:: Task instructions ::
Once the line with "object | asphalt surface" is found in the entries below, print it and each following line exactly, stopping after the line with "object | curved street lamp"; print nothing else.

· · · · · · ·

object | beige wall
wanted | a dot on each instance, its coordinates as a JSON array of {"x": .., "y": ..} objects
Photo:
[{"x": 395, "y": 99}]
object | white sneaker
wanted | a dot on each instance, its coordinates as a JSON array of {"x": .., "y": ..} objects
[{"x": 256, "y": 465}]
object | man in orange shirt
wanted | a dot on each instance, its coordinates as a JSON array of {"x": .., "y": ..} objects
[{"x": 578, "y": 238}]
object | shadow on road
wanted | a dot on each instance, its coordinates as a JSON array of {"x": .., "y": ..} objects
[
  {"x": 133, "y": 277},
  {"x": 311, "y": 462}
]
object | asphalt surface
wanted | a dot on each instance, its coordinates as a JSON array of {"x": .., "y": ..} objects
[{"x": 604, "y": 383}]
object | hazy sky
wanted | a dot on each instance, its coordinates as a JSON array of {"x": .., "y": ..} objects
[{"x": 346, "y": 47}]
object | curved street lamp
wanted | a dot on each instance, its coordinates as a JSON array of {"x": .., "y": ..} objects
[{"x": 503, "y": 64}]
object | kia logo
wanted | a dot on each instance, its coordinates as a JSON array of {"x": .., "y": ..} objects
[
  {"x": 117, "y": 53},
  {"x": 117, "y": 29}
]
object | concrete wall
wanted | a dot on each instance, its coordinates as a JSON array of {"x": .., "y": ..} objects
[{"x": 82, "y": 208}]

· · · · · · ·

:: Expected answer ::
object | asphalt surface
wanted | a dot on each instance, its coordinates as a JSON array of {"x": .., "y": ..} objects
[{"x": 604, "y": 383}]
object | hazy sky
wanted | a dot on each instance, its coordinates as a JSON array of {"x": .., "y": ..} objects
[{"x": 346, "y": 47}]
object | curved street lamp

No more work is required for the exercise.